Pouvez-vous mettre à jour le passage du texte sur le travail qui s'ouvre sur les mots contenant « On retrouve ce » et se ferme sur « de son temps. », en remplaçant « punition » par « châtiment » ?

**TEXTE CITÉ:**

+++

Le 02 février 2005

Le travail, expression de notre humanité

Alors que le nombre de chômeurs est considérable, la question se pose de la valeur du travail. Certains iraient jusqu’à penser qu’elle deviendrait très secondaire. Cet article, en se référant à l’histoire, propose de visiter quelques figures du travail, afin d’en dégager la complexité, et de montrer combien le travail exprime notre véritable identité humaine. 

Il n’est pas facile, et c’est le moins qu’on puisse dire, de clarifier le sens actuel du mot “travail”. Cet article se propose de visiter quelques figures du travail, afin d’en dégager la complexité, et de montrer combien le travail exprime notre véritable identité humaine.

a) Le travail comme contrainte et peine

Le travail se situe en effet au confluent de multiples influences. Les linguistes font remonter son origine au terme latin “tripalium”, “trois pieux”, qui désignait un instrument de torture ainsi qu’un appareil à ferrer les boeufs[1]. De là, l’usage en ancien français du terme “travailler” comme synonyme de “tourmenter”, “faire souffrir” ou “souffrir” ainsi que l’exprime nos expressions “travail d’enfantement” ou “problème travaillant l’esprit”.

On retrouve ce sens du travail comme souffrance et punition dans le récit de la genèse : “Le sol sera maudit à cause de toi.  C’est dans la peine que tu t’en nourriras tous les jours de ta vie.” (Gen 3,17) Ce sens se retrouve chez les Grecs, où seul l’esclave travaillait manuellement, l’activité intellectuelle et politique étant réservée à l’homme libre. Tout au long de l’histoire, le travail – particulièrement celui de la terre – sera signe de pauvreté et d’exploitation. En 1634, Jean Pierre Camus écrivait : “Celui-là seul est vraiment pauvre qui n’a d’autre moyen de vivre que son travail ou son industrie, soit d’esprit, soit de corps”.[2] Karl Marx soulignera avec force l’exploitation du travailleur dans la société industrielle de son temps.

+++

Entrées d'annotation des régions:
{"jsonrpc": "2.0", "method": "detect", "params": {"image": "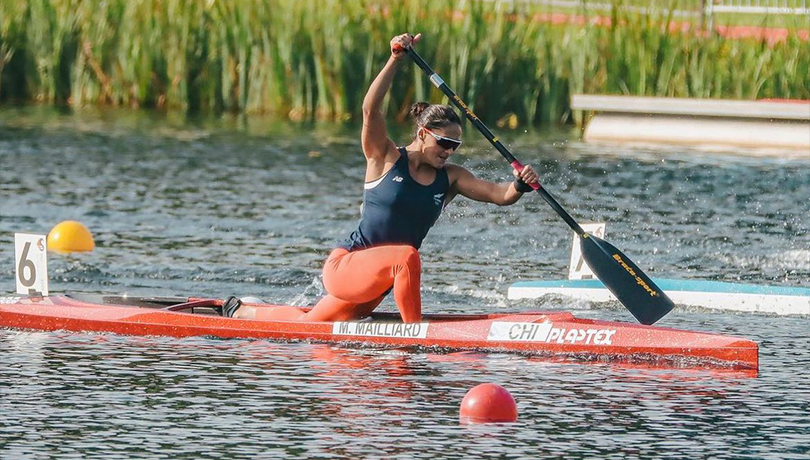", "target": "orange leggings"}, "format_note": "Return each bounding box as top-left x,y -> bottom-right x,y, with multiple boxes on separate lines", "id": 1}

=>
249,246 -> 422,323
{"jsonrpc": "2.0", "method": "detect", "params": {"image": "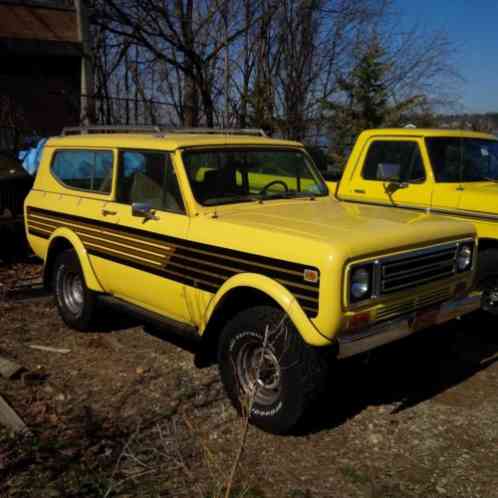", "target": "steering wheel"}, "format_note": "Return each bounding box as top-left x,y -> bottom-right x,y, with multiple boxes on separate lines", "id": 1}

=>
259,180 -> 289,194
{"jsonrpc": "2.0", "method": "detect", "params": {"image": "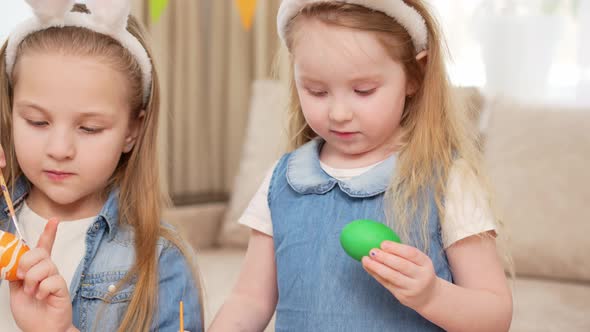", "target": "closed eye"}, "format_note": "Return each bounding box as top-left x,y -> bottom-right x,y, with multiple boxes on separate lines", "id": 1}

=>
80,127 -> 104,134
307,89 -> 328,97
26,120 -> 49,127
354,88 -> 377,97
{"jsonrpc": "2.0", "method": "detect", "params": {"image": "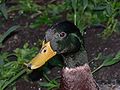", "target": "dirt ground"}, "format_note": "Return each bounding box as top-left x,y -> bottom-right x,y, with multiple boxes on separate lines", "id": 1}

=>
0,0 -> 120,90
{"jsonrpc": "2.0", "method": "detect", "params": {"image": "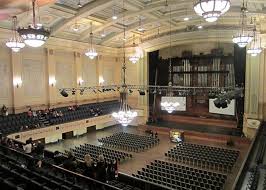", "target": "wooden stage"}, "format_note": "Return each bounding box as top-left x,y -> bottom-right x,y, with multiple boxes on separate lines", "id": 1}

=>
46,125 -> 250,190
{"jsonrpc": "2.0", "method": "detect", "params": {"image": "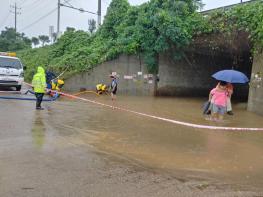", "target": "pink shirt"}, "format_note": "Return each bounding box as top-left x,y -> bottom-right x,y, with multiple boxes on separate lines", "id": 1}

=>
210,88 -> 227,107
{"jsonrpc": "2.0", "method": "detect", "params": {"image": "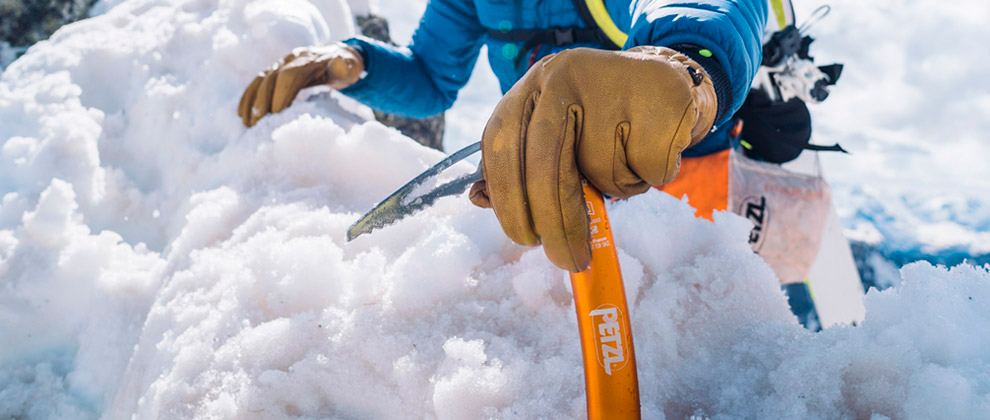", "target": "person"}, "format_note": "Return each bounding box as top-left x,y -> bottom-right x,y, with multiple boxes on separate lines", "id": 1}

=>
238,0 -> 767,272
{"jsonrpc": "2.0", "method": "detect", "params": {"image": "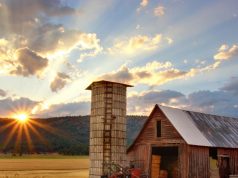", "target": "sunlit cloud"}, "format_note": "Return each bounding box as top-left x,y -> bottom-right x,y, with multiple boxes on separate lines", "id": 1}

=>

+++

**RÉPONSE COMPLÈTE:**
On retrouve ce sens du travail comme souffrance et châtiment dans le récit de la genèse : “Le sol sera maudit à cause de toi.  C’est dans la peine que tu t’en nourriras tous les jours de ta vie.” (Gen 3,17) Ce sens se retrouve chez les Grecs, où seul l’esclave travaillait manuellement, l’activité intellectuelle et politique étant réservée à l’homme libre. Tout au long de l’histoire, le travail – particulièrement celui de la terre – sera signe de pauvreté et d’exploitation. En 1634, Jean Pierre Camus écrivait : “Celui-là seul est vraiment pauvre qui n’a d’autre moyen de vivre que son travail ou son industrie, soit d’esprit, soit de corps”.[2] Karl Marx soulignera avec force l’exploitation du travailleur dans la société industrielle de son temps.